Segmentation dataset excerpts:
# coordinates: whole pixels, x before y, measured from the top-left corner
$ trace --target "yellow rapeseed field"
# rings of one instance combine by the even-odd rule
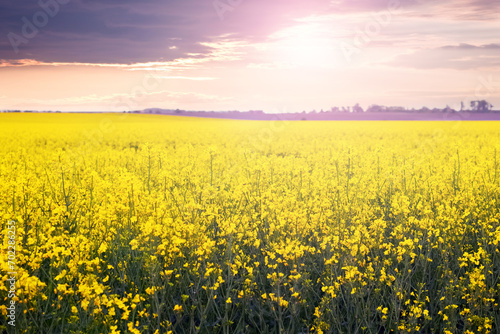
[[[0,114],[0,156],[0,331],[500,331],[498,123]]]

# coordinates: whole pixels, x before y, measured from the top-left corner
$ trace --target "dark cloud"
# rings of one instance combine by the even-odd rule
[[[292,24],[297,16],[328,7],[327,0],[243,0],[236,6],[220,0],[219,4],[226,5],[218,9],[212,0],[73,0],[59,5],[47,25],[36,36],[27,37],[23,18],[33,23],[42,8],[33,0],[10,2],[8,7],[0,5],[0,59],[99,63],[172,60],[204,53],[207,47],[200,42],[223,34],[258,40]],[[9,33],[24,39],[16,40],[18,53]]]
[[[0,59],[125,64],[206,54],[209,48],[200,43],[221,35],[260,42],[308,15],[402,8],[408,9],[405,15],[413,11],[414,15],[491,19],[500,12],[500,2],[486,0],[69,0],[59,5],[59,12],[36,36],[26,37],[23,20],[33,23],[42,12],[40,2],[68,0],[0,1]],[[218,9],[214,3],[220,5]],[[11,39],[23,38],[17,39],[17,53],[9,33]]]

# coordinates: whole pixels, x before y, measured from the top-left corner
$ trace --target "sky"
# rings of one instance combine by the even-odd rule
[[[500,109],[491,0],[0,0],[0,110]]]

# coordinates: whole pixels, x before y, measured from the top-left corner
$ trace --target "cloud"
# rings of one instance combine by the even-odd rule
[[[479,70],[500,68],[500,44],[448,45],[399,55],[388,63],[417,69]]]
[[[231,39],[230,36],[221,36],[218,42],[201,43],[207,50],[204,53],[188,53],[183,57],[170,61],[150,61],[143,63],[93,63],[93,62],[45,62],[36,59],[0,59],[0,69],[6,67],[26,66],[80,66],[105,67],[130,71],[185,71],[200,68],[207,63],[231,62],[242,59],[246,48],[251,44]],[[179,77],[181,78],[181,77]],[[186,77],[182,77],[186,78]],[[194,79],[192,79],[194,80]],[[198,79],[199,80],[199,79]],[[206,80],[206,79],[205,79]]]

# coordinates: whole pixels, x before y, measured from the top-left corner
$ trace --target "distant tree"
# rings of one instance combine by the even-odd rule
[[[382,106],[379,106],[377,104],[372,104],[371,106],[368,107],[368,109],[366,109],[366,112],[382,112],[384,111],[384,107]]]

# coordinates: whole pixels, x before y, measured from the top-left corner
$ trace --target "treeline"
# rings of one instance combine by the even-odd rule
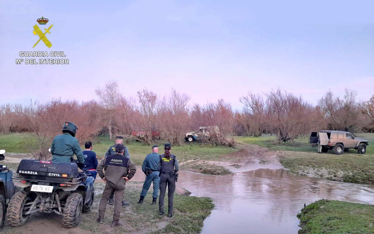
[[[51,139],[60,134],[65,121],[78,126],[76,136],[81,142],[106,134],[111,139],[122,135],[128,140],[132,131],[142,131],[147,133],[142,140],[148,144],[154,143],[159,137],[173,145],[180,145],[186,132],[200,126],[218,126],[221,137],[213,137],[210,143],[228,145],[233,145],[233,141],[224,136],[258,136],[267,133],[286,142],[322,129],[374,131],[374,95],[361,103],[357,93],[348,89],[342,98],[329,91],[316,106],[279,89],[263,94],[249,92],[240,98],[243,105],[240,111],[233,111],[222,100],[204,105],[191,104],[188,95],[174,90],[168,96],[160,97],[144,88],[136,98],[126,98],[113,81],[98,88],[96,93],[98,101],[79,103],[54,99],[31,101],[26,106],[3,105],[0,131],[31,133],[39,141],[31,143],[39,144],[41,148],[48,146]]]

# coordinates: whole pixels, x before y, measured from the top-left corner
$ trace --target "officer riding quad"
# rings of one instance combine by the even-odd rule
[[[5,151],[0,150],[0,161],[5,158]],[[6,212],[7,201],[14,194],[15,187],[12,180],[12,171],[9,171],[5,165],[0,165],[0,229],[4,226]]]
[[[87,157],[87,155],[84,155]],[[30,214],[55,212],[62,216],[62,226],[78,225],[81,212],[91,211],[95,189],[94,177],[86,171],[78,171],[82,164],[54,162],[23,159],[17,169],[14,184],[24,190],[10,200],[6,220],[12,227],[19,227]]]

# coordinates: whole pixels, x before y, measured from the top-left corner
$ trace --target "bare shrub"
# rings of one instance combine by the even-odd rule
[[[173,145],[182,144],[189,125],[187,104],[190,98],[172,89],[168,98],[159,102],[157,122],[160,136]]]
[[[310,130],[315,119],[312,118],[313,107],[291,93],[278,88],[266,94],[270,127],[278,141],[297,138]]]
[[[328,120],[331,130],[355,132],[360,130],[362,116],[356,91],[346,89],[344,97],[335,97],[331,91],[318,101],[318,106]]]
[[[266,119],[266,107],[263,97],[249,92],[246,96],[240,98],[239,100],[244,104],[243,123],[248,128],[249,134],[255,137],[261,136],[265,129]]]
[[[203,140],[206,143],[215,145],[233,146],[233,139],[228,140],[226,136],[232,135],[234,124],[234,114],[231,105],[218,100],[217,104],[208,103],[203,107],[195,104],[191,113],[192,127],[194,130],[200,126],[208,127],[209,139]],[[217,126],[217,131],[214,126]]]
[[[8,133],[11,131],[16,119],[10,104],[0,106],[0,132]]]
[[[154,133],[158,130],[156,118],[157,95],[147,90],[146,88],[138,91],[137,93],[141,115],[135,124],[135,130],[138,132],[143,131],[144,133],[140,140],[151,145],[155,142]]]
[[[115,108],[121,101],[122,95],[119,91],[118,84],[116,81],[110,80],[105,83],[102,88],[98,88],[95,90],[96,95],[99,97],[102,106],[104,110],[102,113],[103,119],[108,128],[109,138],[112,140],[112,128],[114,118]]]

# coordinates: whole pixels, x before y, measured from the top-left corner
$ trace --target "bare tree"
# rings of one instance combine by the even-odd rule
[[[266,94],[270,127],[280,141],[286,142],[306,133],[310,129],[313,106],[291,93],[279,88]]]
[[[104,107],[103,114],[105,116],[106,126],[109,132],[109,137],[112,140],[112,127],[114,118],[115,107],[121,100],[122,95],[116,81],[110,80],[105,83],[102,88],[97,88],[95,91]]]
[[[255,137],[261,136],[265,129],[266,119],[263,97],[249,92],[246,96],[240,98],[239,100],[245,106],[243,117],[249,128],[250,134]]]
[[[173,145],[180,145],[188,129],[187,106],[190,98],[172,89],[168,98],[164,97],[157,107],[158,125],[161,136]]]
[[[364,128],[366,131],[374,132],[374,95],[369,101],[361,104],[361,112],[365,119]]]
[[[141,116],[138,120],[137,131],[143,131],[144,135],[141,140],[151,145],[154,142],[154,137],[157,130],[156,121],[157,95],[145,88],[137,93]]]
[[[346,89],[343,98],[335,98],[330,90],[318,101],[330,129],[353,132],[361,130],[361,113],[357,95],[356,92]]]
[[[10,104],[0,106],[0,131],[9,133],[14,124],[15,116]]]
[[[122,97],[118,103],[114,116],[116,134],[128,136],[125,137],[125,140],[128,143],[131,131],[136,128],[136,119],[138,119],[140,115],[139,112],[137,111],[136,100]]]

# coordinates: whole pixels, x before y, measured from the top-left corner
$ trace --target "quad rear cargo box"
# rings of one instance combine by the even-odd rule
[[[75,163],[22,159],[17,173],[27,179],[65,182],[78,177],[78,166]]]

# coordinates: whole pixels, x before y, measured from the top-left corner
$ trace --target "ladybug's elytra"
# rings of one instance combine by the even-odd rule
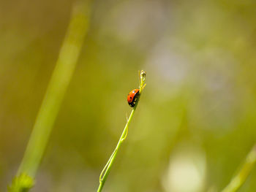
[[[135,107],[138,97],[140,96],[140,90],[136,88],[132,90],[127,96],[127,101],[130,107]]]

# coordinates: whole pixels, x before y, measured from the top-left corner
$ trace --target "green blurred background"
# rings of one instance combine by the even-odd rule
[[[72,1],[0,1],[0,191],[15,174]],[[31,191],[96,191],[147,72],[103,191],[219,191],[256,137],[256,1],[96,0]],[[253,169],[238,191],[255,191]]]

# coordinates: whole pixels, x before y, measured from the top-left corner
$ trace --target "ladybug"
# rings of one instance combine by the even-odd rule
[[[127,101],[130,107],[135,107],[138,97],[140,96],[140,90],[136,88],[132,90],[127,96]]]

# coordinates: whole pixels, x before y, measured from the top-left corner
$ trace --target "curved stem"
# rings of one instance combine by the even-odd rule
[[[137,102],[138,104],[138,102]],[[136,104],[137,105],[137,104]],[[135,106],[136,107],[136,106]],[[108,161],[107,164],[105,165],[105,166],[104,167],[104,169],[102,169],[100,176],[99,176],[99,186],[98,188],[97,192],[100,192],[102,189],[102,187],[105,184],[105,182],[106,181],[107,177],[111,169],[113,163],[116,158],[116,154],[118,152],[118,150],[120,149],[121,145],[122,144],[122,142],[124,141],[127,135],[127,131],[128,131],[128,126],[129,124],[130,123],[133,115],[135,113],[135,111],[136,110],[136,107],[134,107],[132,110],[131,114],[129,115],[129,117],[128,118],[128,120],[127,122],[127,124],[125,125],[125,127],[124,128],[123,133],[121,134],[120,139],[118,140],[118,142],[117,143],[117,145],[116,147],[116,149],[114,150],[113,153],[112,153],[110,158],[109,158],[109,160]]]
[[[89,28],[90,1],[75,3],[59,58],[18,174],[34,177]]]
[[[128,134],[129,125],[129,123],[132,119],[133,115],[136,110],[138,104],[139,103],[141,92],[146,86],[146,83],[145,83],[146,72],[144,71],[141,71],[140,73],[140,72],[139,72],[139,77],[140,77],[140,94],[138,97],[138,100],[135,103],[135,105],[133,107],[133,109],[131,112],[131,114],[129,115],[129,117],[127,121],[127,124],[125,125],[123,133],[121,134],[121,135],[120,137],[120,139],[118,140],[118,142],[117,143],[116,149],[113,152],[110,158],[108,159],[106,165],[104,166],[104,168],[103,168],[103,169],[99,175],[99,186],[98,188],[97,192],[100,192],[102,191],[103,185],[107,180],[108,175],[109,174],[109,172],[111,169],[111,167],[112,167],[113,163],[116,158],[116,154],[120,149],[121,145],[123,143],[124,139],[127,138],[127,136]]]
[[[239,172],[232,179],[230,183],[222,191],[222,192],[236,191],[245,182],[252,169],[256,163],[256,144],[246,156]]]

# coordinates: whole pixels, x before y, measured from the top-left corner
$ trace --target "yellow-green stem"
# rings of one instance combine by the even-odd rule
[[[255,163],[256,144],[247,155],[245,162],[238,173],[231,180],[230,183],[222,192],[236,191],[244,184]]]
[[[129,115],[129,117],[127,120],[127,124],[125,125],[123,133],[121,134],[121,135],[120,137],[120,139],[118,140],[118,142],[117,143],[116,149],[113,152],[112,155],[110,155],[110,158],[108,159],[106,165],[103,168],[103,169],[99,175],[99,185],[97,192],[100,192],[102,191],[103,185],[107,180],[108,175],[109,174],[109,172],[111,169],[111,167],[112,167],[113,163],[116,158],[116,154],[118,152],[121,144],[123,143],[123,142],[124,141],[124,139],[126,139],[126,137],[127,136],[129,125],[129,123],[132,119],[133,115],[136,110],[138,104],[139,103],[141,92],[146,86],[146,83],[145,83],[146,72],[142,70],[140,72],[140,74],[139,74],[139,75],[140,75],[140,94],[138,97],[138,100],[135,103],[135,105],[132,108],[131,114]]]
[[[26,173],[32,177],[35,176],[89,28],[89,2],[86,1],[77,2],[73,7],[67,33],[18,175]]]

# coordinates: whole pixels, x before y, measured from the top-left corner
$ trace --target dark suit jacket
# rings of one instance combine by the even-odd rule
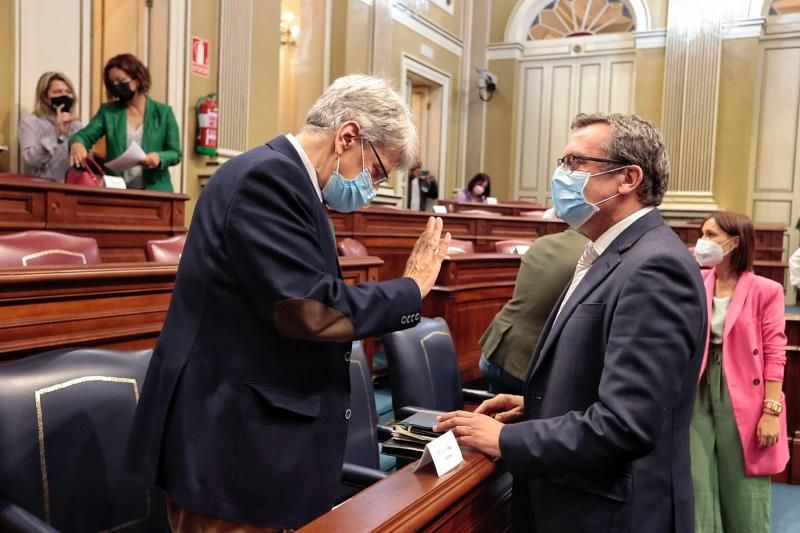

- _What is required_: In the lines above, running from the start through the line containing "[[[0,114],[0,156],[0,331],[500,331],[498,123]]]", inclusive, rename "rapeseed" to "canola" and write those lines out again with nothing else changed. Leave the picture out.

- _Output for this exercise_:
# coordinates: whole pixels, x before y, measured from the top-left corner
$ trace --target "yellow canola field"
# rings of one instance combine by the even-odd rule
[[[0,114],[0,156],[0,331],[500,331],[498,123]]]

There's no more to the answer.